SHORT TASK 1:
Answer these from the article about Wei Wei below:
(a) In what year did Wei Wei write "Who Are the Most Beloved People?"
(b) At least how many times was he attacked and humiliated in public?
(c) What did Zhongliu publish in July 2001?
Begin SOURCE PASSAGE
(Minghui.org) There is a Chinese saying nowadays that goes like this: “The Party’s policy is like the moon; in two weeks, they'll sing a different tune.”

With policy that shifts at such speeds, it's hard to say whether the people who are favored by the Chinese Communist Party (CCP) will stay in such favorable positions in the long run. In fact, history has shown us that many of the CCP's darlings have often been scapegoated as soon as they have outlived their usefulness, and transformed into enemies of the state overnight.

Below are some examples.

The Ups and Downs of a “Red” Writer

Wei Wei, one of the most famous pro-CCP writers, wrote “Who Are the Most Beloved People?” in 1951 to praise the People's Volunteer Army in the Korean War. This article was included in literature across Chinese schools, making Wei a household name for a long time.

After the Cultural Revolution started in 1966, however, Wei became one of the first key people targeted within the military. He was attacked and humiliated in public at least 23 times.

Instead of learning his lesson, Wei and some other writers launched the left-wing publication Zhongliu (Midstream).

After former CCP leader Jiang Zemin proposed his “Three Represents” theory and included it in the Party constitution, the left-wingers within the CCP were unsatisfied with this policy. After Zhongliu published an article in July 2001 criticizing Jiang, the magazine was suspended the following month.

“It is hard to imagine that the author of ‘Who Are the Most Beloved People’ could now write an article called ‘Who Is the Most Deplorable Person’,” Jiang remarked. “To me, he is the most hated person.”

Wei was then placed under house arrest; his article “Who Are the Most Beloved People?” was removed from textbooks.

Wei Wei is a red writer who promoted the Chinese Communist Party (CCP).
End SOURCE PASSAGE
SHORT TASK 2: Convert the listing, from its first line through the line containing "(85, 140), (189, 339)", into a numbered list, skipping blank lines and leaving out the pictures.
Begin RECORDS SUPPLIED
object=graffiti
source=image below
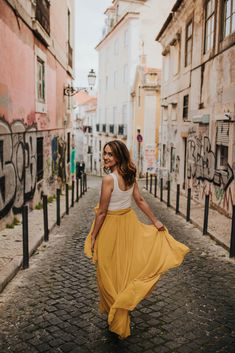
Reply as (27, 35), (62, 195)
(51, 136), (66, 182)
(175, 155), (180, 182)
(215, 187), (233, 211)
(187, 135), (234, 191)
(0, 118), (37, 218)
(144, 145), (156, 171)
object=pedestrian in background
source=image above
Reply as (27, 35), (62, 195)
(85, 140), (189, 339)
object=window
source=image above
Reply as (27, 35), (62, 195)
(185, 21), (193, 66)
(37, 56), (45, 103)
(105, 76), (109, 91)
(170, 147), (175, 173)
(183, 94), (189, 119)
(102, 124), (106, 132)
(109, 124), (114, 134)
(124, 30), (128, 47)
(113, 70), (118, 88)
(123, 64), (128, 83)
(171, 41), (180, 76)
(114, 39), (119, 55)
(112, 107), (117, 123)
(122, 104), (127, 124)
(68, 9), (73, 67)
(118, 124), (124, 135)
(37, 137), (43, 181)
(162, 144), (166, 167)
(163, 54), (170, 82)
(67, 132), (70, 163)
(138, 86), (141, 107)
(204, 0), (215, 53)
(216, 145), (228, 170)
(36, 0), (50, 34)
(223, 0), (235, 37)
(216, 121), (229, 170)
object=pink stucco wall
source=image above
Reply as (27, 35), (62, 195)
(0, 2), (35, 123)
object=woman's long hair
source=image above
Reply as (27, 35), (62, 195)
(103, 140), (136, 186)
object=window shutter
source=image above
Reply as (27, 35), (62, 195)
(216, 121), (229, 146)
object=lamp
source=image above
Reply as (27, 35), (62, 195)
(87, 69), (96, 89)
(64, 69), (96, 97)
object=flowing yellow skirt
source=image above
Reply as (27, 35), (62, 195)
End RECORDS SUPPLIED
REPLY 1:
(a) 1951
(b) At least 23 times
(c) An article criticizing Jiang Zemin

REPLY 2:
1. object=graffiti
2. source=image below
3. Reply as (27, 35), (62, 195)
4. (51, 136), (66, 182)
5. (175, 155), (180, 182)
6. (215, 187), (233, 211)
7. (187, 135), (234, 191)
8. (0, 118), (37, 218)
9. (144, 145), (156, 171)
10. object=pedestrian in background
11. source=image above
12. Reply as (27, 35), (62, 195)
13. (85, 140), (189, 339)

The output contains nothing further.